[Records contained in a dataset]
-.-.-

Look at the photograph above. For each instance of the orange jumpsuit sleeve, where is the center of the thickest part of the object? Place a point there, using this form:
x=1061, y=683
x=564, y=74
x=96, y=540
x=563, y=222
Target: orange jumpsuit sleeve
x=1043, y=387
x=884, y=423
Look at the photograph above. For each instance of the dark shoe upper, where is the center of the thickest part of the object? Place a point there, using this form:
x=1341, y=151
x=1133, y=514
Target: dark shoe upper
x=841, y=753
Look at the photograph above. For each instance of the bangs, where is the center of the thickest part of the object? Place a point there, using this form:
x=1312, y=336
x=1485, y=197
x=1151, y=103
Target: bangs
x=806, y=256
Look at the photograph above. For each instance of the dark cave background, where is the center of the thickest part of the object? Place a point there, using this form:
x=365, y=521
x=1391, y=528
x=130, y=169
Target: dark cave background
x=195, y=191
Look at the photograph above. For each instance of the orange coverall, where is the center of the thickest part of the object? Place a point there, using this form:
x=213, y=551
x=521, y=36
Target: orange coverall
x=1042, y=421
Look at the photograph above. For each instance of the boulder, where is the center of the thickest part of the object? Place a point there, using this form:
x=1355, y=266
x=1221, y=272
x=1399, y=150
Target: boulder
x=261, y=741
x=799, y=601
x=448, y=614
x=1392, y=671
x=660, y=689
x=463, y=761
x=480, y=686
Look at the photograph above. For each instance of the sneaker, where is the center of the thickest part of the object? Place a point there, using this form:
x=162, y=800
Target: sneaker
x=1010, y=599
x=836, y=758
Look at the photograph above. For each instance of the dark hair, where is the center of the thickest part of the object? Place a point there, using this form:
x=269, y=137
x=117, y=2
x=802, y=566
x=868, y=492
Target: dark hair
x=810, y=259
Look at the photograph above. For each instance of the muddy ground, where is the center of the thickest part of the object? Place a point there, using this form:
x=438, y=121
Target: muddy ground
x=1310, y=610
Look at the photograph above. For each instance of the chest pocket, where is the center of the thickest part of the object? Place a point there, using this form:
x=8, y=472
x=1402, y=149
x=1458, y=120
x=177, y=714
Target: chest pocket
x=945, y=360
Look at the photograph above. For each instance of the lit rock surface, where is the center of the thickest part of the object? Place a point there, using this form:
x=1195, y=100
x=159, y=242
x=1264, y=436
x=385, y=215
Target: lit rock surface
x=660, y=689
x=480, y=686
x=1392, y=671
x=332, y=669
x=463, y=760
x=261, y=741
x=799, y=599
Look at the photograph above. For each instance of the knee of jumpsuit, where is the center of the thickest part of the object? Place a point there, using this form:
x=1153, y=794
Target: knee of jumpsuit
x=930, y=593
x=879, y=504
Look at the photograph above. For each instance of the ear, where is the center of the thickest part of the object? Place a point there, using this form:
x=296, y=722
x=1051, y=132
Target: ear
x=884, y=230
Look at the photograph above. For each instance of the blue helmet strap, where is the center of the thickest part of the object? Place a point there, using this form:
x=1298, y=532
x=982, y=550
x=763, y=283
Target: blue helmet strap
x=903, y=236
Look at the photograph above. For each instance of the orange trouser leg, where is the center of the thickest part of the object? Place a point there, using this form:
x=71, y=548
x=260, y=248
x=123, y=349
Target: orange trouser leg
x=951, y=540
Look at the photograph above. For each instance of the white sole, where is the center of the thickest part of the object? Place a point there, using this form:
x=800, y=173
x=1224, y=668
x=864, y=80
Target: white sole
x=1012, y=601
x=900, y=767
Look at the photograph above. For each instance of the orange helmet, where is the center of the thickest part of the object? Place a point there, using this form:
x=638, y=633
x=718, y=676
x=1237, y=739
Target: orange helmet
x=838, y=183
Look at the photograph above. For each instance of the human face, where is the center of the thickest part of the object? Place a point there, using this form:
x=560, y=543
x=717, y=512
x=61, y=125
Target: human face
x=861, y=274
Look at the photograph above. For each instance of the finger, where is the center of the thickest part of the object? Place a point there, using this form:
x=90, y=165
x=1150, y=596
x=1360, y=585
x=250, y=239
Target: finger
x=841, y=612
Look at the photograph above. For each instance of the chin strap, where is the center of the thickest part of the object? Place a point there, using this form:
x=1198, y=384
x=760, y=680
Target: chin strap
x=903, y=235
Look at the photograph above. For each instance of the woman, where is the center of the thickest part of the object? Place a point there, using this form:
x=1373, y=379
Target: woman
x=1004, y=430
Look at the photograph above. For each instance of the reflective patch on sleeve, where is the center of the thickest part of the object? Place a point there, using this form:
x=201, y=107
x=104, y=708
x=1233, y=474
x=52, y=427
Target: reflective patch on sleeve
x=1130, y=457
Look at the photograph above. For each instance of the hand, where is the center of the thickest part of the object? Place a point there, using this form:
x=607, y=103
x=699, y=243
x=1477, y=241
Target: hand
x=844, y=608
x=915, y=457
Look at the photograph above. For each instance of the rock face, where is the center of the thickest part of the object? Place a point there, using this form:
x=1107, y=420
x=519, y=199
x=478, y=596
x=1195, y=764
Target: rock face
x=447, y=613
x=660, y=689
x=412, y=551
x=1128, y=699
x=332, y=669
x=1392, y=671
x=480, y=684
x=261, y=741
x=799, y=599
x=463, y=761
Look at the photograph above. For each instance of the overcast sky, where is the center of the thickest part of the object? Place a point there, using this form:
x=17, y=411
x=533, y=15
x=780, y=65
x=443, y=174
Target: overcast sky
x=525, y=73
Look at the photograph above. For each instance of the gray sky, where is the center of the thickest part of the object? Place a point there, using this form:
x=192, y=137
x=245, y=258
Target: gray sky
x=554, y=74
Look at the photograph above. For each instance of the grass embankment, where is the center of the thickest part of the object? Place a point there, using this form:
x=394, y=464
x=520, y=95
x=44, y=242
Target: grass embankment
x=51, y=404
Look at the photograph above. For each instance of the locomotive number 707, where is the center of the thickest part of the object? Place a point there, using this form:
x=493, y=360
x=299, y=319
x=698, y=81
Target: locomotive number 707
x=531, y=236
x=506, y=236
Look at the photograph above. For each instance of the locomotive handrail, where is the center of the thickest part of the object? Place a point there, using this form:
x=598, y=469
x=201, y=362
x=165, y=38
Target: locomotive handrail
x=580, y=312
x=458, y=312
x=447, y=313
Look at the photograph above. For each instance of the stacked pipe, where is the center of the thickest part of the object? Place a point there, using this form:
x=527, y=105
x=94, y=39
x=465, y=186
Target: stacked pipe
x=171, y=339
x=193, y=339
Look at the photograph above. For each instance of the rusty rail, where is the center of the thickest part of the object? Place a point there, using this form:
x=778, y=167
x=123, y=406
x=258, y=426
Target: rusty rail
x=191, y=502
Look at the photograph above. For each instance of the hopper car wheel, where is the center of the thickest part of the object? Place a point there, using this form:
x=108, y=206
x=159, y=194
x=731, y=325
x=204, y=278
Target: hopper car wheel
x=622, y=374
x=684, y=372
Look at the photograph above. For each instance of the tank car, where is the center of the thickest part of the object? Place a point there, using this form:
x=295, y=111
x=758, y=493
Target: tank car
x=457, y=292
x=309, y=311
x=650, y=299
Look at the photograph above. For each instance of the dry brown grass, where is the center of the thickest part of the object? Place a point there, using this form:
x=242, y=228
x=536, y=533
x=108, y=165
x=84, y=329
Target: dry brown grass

-.-.-

Once the line containing "x=1399, y=150" has been written out, please stop; every line before it, back to the first line of the records above, should be given exactly.

TASK OUTPUT —
Look at the photograph above. For each instance of the orange jumpsuit sleeve, where is the center of the thickest part of the object? Place a point there, using this form:
x=1061, y=683
x=564, y=74
x=96, y=540
x=563, y=222
Target: orange jumpsuit sleeve
x=1043, y=387
x=884, y=423
Look at the photograph above. For each instance of the dark shoe upper, where is the center of the thickest part of the object? Place a point there, using this form:
x=1341, y=151
x=1133, y=514
Target: dark shoe upper
x=841, y=753
Look at the photograph above. For each instance of the bangs, where is the center of the thickest part of the object? Place a point there, using this form:
x=1312, y=336
x=1485, y=197
x=1151, y=103
Target: bangs
x=806, y=256
Look at the photograph above. For each instance of the dark cave background, where is the center of the thickest part of the object? Place a point there, using this form:
x=365, y=521
x=1391, y=528
x=130, y=169
Target: dark cave background
x=195, y=191
Look at the photograph above. For each instance of the orange coverall, where is the center of the thickest part of the object? Place a point there, using this form:
x=213, y=551
x=521, y=36
Target: orange coverall
x=1042, y=421
Look at the photograph above. For each instance of the boulder, where is the center of the thickest part of the object? Place a point there, using this form:
x=1355, y=266
x=1221, y=272
x=1399, y=150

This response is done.